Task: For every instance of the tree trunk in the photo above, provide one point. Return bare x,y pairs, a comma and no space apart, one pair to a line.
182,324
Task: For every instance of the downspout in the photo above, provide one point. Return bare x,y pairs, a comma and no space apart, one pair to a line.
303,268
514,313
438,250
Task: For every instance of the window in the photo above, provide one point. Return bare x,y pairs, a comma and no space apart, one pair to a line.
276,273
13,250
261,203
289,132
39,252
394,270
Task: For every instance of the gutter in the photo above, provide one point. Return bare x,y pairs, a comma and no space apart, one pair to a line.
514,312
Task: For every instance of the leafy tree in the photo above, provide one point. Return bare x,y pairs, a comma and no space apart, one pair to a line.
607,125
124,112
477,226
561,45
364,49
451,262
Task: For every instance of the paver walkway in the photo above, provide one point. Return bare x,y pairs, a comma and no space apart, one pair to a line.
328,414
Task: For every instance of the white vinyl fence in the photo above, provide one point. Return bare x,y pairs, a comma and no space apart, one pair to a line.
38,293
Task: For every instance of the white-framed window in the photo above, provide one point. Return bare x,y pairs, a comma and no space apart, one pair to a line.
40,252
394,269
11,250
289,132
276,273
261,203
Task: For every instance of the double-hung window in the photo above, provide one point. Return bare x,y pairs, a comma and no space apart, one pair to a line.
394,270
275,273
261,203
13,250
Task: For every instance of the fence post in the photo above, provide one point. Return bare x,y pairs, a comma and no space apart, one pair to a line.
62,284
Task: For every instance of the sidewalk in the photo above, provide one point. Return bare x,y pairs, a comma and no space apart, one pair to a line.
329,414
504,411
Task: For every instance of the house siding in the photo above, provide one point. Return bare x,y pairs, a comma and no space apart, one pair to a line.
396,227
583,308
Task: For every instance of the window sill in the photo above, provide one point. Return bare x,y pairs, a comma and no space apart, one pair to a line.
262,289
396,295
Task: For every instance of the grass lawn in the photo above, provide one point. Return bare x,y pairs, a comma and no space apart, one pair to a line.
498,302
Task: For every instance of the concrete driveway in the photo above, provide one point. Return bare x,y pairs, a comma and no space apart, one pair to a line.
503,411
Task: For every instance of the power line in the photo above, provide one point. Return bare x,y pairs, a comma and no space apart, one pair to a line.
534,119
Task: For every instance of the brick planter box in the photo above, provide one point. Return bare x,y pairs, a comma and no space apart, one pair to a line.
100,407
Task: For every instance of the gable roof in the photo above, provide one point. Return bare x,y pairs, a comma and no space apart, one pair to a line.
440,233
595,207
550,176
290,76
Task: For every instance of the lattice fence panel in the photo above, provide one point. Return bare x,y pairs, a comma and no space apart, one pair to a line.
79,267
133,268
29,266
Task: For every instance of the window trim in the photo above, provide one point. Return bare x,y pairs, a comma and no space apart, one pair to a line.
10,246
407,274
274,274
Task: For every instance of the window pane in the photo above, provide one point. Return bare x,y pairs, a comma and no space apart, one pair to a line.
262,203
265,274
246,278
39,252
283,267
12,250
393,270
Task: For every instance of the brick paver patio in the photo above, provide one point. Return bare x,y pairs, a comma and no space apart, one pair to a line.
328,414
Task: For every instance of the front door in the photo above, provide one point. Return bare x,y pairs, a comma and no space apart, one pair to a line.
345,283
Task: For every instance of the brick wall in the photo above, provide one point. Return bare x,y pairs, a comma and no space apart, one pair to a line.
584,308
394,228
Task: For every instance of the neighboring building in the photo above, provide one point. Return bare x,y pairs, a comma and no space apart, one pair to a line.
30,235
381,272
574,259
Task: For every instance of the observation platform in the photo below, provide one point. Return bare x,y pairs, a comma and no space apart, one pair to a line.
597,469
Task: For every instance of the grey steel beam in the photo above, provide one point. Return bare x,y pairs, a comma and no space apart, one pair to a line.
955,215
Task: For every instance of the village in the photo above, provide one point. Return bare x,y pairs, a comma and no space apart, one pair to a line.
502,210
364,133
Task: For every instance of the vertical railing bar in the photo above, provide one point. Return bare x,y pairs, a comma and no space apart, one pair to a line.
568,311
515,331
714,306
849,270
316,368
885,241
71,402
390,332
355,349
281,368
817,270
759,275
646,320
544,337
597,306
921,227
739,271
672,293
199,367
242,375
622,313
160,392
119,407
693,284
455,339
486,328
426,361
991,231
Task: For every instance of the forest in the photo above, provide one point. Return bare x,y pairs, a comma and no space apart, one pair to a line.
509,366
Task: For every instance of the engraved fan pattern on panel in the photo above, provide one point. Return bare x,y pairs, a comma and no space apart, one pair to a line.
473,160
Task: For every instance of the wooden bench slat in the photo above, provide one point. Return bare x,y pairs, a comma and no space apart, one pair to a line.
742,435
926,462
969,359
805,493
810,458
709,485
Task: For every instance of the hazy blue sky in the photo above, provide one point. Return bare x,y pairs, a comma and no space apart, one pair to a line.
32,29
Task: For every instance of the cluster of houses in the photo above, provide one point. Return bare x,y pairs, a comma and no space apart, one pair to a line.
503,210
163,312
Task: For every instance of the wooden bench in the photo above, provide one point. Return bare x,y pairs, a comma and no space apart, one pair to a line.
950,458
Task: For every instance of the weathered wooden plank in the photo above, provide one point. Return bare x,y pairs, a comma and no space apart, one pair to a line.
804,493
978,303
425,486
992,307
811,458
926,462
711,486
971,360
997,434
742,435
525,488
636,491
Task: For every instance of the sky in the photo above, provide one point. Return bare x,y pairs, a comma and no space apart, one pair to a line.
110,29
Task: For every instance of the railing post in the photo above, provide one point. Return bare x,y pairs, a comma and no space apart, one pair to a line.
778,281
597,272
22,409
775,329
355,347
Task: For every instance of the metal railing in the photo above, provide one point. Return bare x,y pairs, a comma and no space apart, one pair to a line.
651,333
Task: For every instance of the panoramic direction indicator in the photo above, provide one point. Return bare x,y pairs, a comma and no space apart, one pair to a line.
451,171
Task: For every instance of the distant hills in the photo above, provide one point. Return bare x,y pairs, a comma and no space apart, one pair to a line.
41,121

------------------------------

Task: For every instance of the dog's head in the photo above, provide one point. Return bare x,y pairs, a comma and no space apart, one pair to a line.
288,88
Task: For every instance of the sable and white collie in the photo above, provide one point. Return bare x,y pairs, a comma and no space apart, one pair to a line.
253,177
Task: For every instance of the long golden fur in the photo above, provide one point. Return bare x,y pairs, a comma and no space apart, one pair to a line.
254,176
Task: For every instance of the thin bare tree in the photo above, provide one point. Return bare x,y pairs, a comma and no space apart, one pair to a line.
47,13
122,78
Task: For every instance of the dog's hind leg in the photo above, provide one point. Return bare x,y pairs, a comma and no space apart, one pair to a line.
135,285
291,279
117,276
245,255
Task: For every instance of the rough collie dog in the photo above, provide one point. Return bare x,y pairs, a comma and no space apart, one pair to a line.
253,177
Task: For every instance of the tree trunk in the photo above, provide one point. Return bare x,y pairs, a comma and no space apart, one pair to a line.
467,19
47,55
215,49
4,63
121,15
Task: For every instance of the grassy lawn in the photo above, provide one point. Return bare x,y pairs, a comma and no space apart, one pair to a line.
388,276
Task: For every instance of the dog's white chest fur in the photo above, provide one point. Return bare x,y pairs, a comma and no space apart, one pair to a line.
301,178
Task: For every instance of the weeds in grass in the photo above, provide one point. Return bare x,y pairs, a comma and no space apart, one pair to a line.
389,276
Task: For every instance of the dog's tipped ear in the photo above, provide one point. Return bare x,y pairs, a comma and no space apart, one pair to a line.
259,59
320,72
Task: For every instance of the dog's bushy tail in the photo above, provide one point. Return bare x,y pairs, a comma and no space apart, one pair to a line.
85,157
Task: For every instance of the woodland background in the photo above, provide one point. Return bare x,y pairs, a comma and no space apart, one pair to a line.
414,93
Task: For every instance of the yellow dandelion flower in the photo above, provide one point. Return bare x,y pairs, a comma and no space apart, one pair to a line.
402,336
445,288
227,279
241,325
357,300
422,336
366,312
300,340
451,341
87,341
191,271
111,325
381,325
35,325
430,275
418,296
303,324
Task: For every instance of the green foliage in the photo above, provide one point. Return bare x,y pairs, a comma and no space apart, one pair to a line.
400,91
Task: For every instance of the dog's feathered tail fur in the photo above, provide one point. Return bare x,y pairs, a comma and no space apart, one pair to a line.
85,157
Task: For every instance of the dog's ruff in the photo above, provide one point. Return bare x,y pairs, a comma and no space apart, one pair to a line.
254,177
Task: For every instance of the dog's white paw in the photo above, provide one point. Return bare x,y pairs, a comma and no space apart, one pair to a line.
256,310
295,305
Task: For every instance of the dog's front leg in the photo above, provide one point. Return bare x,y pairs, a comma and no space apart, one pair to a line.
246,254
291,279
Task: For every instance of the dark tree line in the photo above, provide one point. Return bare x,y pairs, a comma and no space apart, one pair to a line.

------------------------------

Using only the entries above, output the line with "Task: For every instance of the dog's tipped", the line with "Task: For every instance of the dark", and all lines between them, exactly as they stand.

**Completed exercise:**
Task: For every instance of the dog's tipped ear in the photo above, provide one point. Return bare x,y pairs, a comma and no space apart, one pair to a line.
259,59
320,72
Task: For every instance of the dog's bushy tail in the photo above, provide one point. Return bare x,y pairs, a comma and no space apart, one pair to a line.
85,157
Task: For every instance of the woodland background in the photo above, provide one point. Return bare x,y pairs, a comma and no space apart, one pair to a line.
414,93
Task: For every instance of the yellow dandelion flower in the photo above, provide one point. Return bare x,y pairs, a comma and no space apart, one pair to a line.
402,336
445,288
227,279
241,325
357,300
422,336
366,312
300,340
451,341
87,341
191,271
111,325
381,325
35,325
430,275
418,296
303,324
Task: For every instance of the green foliage in the photo above, provide one point. Return bare x,y pairs, a comma and no space apart, one pair to a line.
400,91
Task: For every instance of the dog's feathered tail fur in the photo above, provide one point. Return bare x,y pairs, a comma and no space apart, one pair to a line.
85,157
Task: For every instance of the dog's ruff in the photo above, provide one point. Return bare x,y pairs, a comma and no space apart, one pair to a line.
254,177
Task: For every instance of the dog's white paw in the photo above, provide one point. Return bare x,y pairs, a comma and no space apart, one pair to a line.
256,310
295,305
Task: For every instance of the dog's front leg in the photo above, provide one point. Return bare x,y pairs, a comma and no space apart, one pair to a line.
246,254
291,279
Task: For every instance of the dark tree line in the photo above, provide one point. Return bare x,y pairs, a comma and no space apart, one pair to a line.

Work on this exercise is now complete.